[Dataset rows showing where objects appear]
____

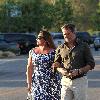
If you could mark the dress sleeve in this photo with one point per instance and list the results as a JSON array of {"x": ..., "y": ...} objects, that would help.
[{"x": 89, "y": 57}]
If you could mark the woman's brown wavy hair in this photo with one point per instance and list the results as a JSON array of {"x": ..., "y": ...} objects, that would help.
[{"x": 47, "y": 36}]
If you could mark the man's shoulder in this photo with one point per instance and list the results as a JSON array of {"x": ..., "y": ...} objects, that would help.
[{"x": 61, "y": 46}]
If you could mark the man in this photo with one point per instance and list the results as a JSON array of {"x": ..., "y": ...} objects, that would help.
[{"x": 73, "y": 60}]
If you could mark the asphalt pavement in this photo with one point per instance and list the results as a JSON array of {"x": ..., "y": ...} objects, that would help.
[{"x": 13, "y": 79}]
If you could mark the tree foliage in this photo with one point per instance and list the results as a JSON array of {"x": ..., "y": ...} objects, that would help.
[{"x": 32, "y": 15}]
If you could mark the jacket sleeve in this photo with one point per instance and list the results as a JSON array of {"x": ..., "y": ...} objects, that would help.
[
  {"x": 58, "y": 55},
  {"x": 89, "y": 57}
]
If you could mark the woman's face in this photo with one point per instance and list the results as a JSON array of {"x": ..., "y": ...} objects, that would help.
[{"x": 41, "y": 41}]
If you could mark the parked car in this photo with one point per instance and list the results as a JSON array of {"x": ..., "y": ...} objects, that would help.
[
  {"x": 13, "y": 47},
  {"x": 85, "y": 37},
  {"x": 25, "y": 41},
  {"x": 97, "y": 43},
  {"x": 57, "y": 38}
]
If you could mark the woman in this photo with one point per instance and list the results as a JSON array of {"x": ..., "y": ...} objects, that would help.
[{"x": 42, "y": 82}]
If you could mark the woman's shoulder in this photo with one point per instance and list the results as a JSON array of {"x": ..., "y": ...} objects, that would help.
[{"x": 33, "y": 50}]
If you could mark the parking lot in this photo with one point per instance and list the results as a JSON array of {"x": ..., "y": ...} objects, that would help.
[{"x": 13, "y": 78}]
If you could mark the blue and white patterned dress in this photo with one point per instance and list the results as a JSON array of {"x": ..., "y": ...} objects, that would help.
[{"x": 45, "y": 83}]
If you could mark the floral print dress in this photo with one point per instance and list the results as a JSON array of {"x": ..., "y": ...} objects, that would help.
[{"x": 45, "y": 83}]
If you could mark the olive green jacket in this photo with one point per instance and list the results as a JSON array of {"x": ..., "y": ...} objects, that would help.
[{"x": 75, "y": 58}]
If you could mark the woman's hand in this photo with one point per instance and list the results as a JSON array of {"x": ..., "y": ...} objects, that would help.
[
  {"x": 29, "y": 87},
  {"x": 55, "y": 65}
]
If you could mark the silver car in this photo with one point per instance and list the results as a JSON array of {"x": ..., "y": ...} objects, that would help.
[{"x": 13, "y": 47}]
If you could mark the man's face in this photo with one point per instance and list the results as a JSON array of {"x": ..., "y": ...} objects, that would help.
[{"x": 68, "y": 35}]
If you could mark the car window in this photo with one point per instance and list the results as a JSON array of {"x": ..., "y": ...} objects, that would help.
[
  {"x": 1, "y": 37},
  {"x": 58, "y": 36}
]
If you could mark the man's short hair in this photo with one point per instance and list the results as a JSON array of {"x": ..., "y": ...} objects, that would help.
[{"x": 69, "y": 26}]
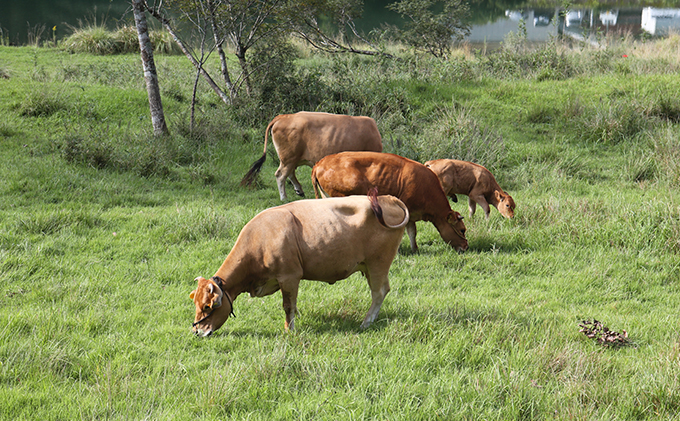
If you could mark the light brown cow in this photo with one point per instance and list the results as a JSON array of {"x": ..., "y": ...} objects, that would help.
[
  {"x": 474, "y": 181},
  {"x": 305, "y": 137},
  {"x": 323, "y": 240},
  {"x": 414, "y": 184}
]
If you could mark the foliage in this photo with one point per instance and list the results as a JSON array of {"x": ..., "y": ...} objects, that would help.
[
  {"x": 458, "y": 135},
  {"x": 429, "y": 31}
]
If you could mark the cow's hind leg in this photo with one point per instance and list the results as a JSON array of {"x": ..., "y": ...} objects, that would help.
[
  {"x": 411, "y": 230},
  {"x": 296, "y": 184},
  {"x": 380, "y": 286},
  {"x": 481, "y": 200},
  {"x": 472, "y": 205},
  {"x": 282, "y": 173},
  {"x": 289, "y": 292}
]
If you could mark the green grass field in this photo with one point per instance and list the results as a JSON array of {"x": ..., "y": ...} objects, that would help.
[{"x": 103, "y": 229}]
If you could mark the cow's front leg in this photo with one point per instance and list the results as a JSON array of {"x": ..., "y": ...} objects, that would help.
[
  {"x": 411, "y": 230},
  {"x": 481, "y": 200},
  {"x": 472, "y": 205},
  {"x": 380, "y": 286},
  {"x": 296, "y": 185},
  {"x": 281, "y": 174},
  {"x": 289, "y": 293}
]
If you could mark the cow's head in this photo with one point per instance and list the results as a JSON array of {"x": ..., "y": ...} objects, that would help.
[
  {"x": 453, "y": 232},
  {"x": 506, "y": 206},
  {"x": 213, "y": 306}
]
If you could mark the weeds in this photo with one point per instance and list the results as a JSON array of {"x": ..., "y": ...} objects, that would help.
[
  {"x": 458, "y": 135},
  {"x": 98, "y": 39}
]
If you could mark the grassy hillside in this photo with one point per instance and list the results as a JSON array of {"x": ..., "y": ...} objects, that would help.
[{"x": 103, "y": 229}]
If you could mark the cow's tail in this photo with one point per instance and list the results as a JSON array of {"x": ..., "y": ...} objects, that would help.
[
  {"x": 377, "y": 210},
  {"x": 257, "y": 166},
  {"x": 318, "y": 190}
]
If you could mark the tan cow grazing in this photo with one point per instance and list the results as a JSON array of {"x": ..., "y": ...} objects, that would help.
[
  {"x": 474, "y": 181},
  {"x": 306, "y": 137},
  {"x": 322, "y": 240},
  {"x": 414, "y": 184}
]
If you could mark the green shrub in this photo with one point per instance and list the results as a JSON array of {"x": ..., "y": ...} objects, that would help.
[
  {"x": 612, "y": 122},
  {"x": 41, "y": 103},
  {"x": 92, "y": 39},
  {"x": 97, "y": 39},
  {"x": 457, "y": 134}
]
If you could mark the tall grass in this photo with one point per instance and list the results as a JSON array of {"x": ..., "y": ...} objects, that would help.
[{"x": 98, "y": 39}]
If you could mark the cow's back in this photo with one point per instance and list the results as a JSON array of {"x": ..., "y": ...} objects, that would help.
[
  {"x": 301, "y": 233},
  {"x": 309, "y": 136},
  {"x": 462, "y": 177},
  {"x": 414, "y": 184}
]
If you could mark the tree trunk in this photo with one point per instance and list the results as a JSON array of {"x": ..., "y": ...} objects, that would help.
[
  {"x": 166, "y": 24},
  {"x": 241, "y": 54},
  {"x": 218, "y": 42},
  {"x": 150, "y": 75}
]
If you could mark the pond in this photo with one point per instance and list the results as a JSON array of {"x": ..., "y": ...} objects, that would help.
[{"x": 491, "y": 20}]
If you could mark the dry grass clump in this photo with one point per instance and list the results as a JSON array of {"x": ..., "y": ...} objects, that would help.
[
  {"x": 97, "y": 39},
  {"x": 596, "y": 330}
]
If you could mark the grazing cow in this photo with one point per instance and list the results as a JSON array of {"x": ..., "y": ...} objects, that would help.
[
  {"x": 414, "y": 184},
  {"x": 323, "y": 240},
  {"x": 305, "y": 137},
  {"x": 475, "y": 181}
]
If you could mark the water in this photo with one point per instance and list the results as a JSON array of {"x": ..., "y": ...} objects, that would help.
[{"x": 23, "y": 20}]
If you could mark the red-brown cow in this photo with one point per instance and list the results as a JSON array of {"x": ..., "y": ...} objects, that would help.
[
  {"x": 348, "y": 173},
  {"x": 475, "y": 181},
  {"x": 306, "y": 137}
]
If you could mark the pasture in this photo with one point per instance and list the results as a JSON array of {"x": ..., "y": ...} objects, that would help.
[{"x": 104, "y": 228}]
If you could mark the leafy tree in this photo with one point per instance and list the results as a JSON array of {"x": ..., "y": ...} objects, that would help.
[
  {"x": 428, "y": 30},
  {"x": 306, "y": 19}
]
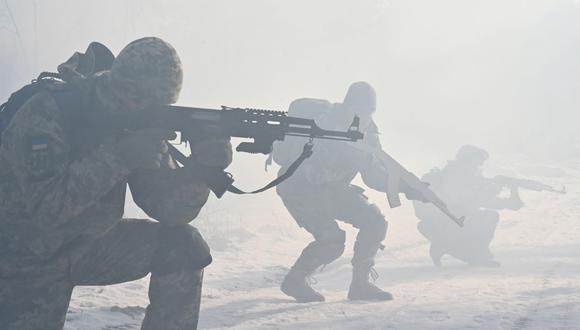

____

» Work instructions: How many lines in the records above contain the word "grazing"? Case matters. Reply with the number only.

» Solution: 2